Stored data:
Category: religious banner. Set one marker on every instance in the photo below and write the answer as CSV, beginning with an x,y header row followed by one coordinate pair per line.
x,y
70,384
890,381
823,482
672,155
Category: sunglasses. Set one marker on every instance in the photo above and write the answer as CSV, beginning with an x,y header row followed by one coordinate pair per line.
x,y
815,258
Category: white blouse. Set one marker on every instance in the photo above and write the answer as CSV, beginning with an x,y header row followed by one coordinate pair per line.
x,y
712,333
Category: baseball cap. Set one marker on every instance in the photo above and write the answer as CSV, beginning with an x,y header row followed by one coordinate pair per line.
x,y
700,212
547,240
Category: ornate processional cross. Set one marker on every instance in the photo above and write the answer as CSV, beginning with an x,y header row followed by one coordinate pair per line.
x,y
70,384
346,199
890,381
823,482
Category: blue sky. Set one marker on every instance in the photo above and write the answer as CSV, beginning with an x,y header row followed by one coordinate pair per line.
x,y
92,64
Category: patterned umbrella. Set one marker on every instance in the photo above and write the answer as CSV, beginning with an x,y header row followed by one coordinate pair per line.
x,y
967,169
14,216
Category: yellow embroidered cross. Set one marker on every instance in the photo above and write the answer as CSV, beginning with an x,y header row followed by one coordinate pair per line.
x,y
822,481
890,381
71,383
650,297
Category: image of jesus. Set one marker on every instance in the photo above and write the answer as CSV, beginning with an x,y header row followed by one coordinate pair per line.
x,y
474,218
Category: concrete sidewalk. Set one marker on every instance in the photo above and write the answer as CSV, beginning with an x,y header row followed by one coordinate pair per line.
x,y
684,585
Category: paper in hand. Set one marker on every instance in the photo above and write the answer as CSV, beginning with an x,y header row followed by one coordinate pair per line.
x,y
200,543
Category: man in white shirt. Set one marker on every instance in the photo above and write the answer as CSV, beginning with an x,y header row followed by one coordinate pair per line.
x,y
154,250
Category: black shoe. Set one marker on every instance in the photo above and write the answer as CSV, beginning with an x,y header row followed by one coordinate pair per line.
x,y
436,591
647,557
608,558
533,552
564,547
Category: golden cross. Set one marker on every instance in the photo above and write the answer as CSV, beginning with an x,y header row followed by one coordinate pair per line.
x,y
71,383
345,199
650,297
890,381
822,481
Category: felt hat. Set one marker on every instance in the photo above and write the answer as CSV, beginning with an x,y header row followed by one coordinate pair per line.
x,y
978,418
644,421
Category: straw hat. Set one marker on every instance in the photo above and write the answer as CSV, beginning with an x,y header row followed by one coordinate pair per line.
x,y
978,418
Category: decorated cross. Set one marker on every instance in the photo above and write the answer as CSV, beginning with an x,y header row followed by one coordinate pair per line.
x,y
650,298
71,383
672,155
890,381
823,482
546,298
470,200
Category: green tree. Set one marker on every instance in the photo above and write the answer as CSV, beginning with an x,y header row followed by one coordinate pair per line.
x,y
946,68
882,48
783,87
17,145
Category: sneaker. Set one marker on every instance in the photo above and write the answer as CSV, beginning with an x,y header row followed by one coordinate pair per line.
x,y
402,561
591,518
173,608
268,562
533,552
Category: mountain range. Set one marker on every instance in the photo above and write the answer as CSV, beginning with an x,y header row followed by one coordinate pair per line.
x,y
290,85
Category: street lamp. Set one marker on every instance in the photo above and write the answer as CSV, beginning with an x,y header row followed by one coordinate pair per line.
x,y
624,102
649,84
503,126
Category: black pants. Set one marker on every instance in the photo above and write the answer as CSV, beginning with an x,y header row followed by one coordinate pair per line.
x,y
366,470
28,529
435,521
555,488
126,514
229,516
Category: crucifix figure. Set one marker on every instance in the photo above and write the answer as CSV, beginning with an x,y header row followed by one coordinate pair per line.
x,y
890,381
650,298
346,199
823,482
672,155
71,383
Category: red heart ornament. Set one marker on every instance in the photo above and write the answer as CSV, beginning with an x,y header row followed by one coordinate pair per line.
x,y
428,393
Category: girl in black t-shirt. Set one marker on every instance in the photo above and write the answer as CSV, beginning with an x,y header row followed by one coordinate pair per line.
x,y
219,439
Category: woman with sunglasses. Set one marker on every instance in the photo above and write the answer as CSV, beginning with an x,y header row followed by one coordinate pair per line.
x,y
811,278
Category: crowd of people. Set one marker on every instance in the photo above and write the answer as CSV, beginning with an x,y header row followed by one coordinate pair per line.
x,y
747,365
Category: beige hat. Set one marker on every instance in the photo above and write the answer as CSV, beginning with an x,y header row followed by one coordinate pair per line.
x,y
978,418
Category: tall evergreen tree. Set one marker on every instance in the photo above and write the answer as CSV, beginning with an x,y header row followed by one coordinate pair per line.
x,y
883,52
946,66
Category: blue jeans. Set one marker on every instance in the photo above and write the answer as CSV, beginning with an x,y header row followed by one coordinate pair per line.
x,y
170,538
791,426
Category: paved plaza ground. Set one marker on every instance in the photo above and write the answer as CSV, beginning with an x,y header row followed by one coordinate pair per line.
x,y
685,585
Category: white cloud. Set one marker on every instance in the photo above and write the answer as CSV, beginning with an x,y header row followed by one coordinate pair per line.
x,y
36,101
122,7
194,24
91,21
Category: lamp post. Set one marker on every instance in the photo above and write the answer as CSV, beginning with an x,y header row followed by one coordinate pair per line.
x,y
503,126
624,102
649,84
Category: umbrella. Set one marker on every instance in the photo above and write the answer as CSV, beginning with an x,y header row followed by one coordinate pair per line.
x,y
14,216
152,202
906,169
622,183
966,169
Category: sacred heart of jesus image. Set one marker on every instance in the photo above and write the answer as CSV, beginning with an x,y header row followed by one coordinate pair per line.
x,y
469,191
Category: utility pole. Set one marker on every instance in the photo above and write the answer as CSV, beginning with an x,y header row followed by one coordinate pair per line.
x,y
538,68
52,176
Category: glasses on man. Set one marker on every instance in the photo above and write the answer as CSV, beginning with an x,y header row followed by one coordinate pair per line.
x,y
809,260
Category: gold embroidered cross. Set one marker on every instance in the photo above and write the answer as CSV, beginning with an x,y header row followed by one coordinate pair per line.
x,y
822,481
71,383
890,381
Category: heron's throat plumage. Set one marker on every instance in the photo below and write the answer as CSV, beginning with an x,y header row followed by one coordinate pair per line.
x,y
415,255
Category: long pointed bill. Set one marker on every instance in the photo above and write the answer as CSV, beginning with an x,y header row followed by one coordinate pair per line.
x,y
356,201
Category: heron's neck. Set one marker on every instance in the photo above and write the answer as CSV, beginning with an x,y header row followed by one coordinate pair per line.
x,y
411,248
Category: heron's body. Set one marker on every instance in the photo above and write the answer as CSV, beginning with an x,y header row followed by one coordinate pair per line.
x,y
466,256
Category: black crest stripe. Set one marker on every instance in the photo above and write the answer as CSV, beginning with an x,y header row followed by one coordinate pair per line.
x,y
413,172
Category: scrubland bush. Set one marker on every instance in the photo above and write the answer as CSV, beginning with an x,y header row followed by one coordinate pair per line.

Work required: From the line holding "Category: heron's throat" to the last line of the records, quote each line exactly and add nothing.

Correct answer:
Category: heron's throat plumage. Set one marker on every instance in the photo below and write the answer as CSV, beginning with an x,y header row followed by one coordinate pair per line.
x,y
415,255
Category: long pointed bill. Set one marker on every instance in the photo above and write the answer as CSV, beginning with an x,y header row followed by one coordinate pair per line.
x,y
356,201
Category: heron's neck. Set one marker on every instance in the photo above and write the answer as CSV, beginning with an x,y header row followed by one coordinate pair per line.
x,y
411,248
Category: heron's body. Set one marker on every instance in the photo above and write the answer as CSV, beginning with an x,y header row followed by one coordinate pair per line.
x,y
466,256
Category: black crest stripe. Set one marker on every instance in the photo above and write the answer as CSV, beginning with an x,y header row followed by one coordinate pair per line.
x,y
413,172
Category: scrubland bush. Set one marker on every instance in the photo above and write the answer as CSV, beginning with an x,y header row followed by one coordinate pair per line.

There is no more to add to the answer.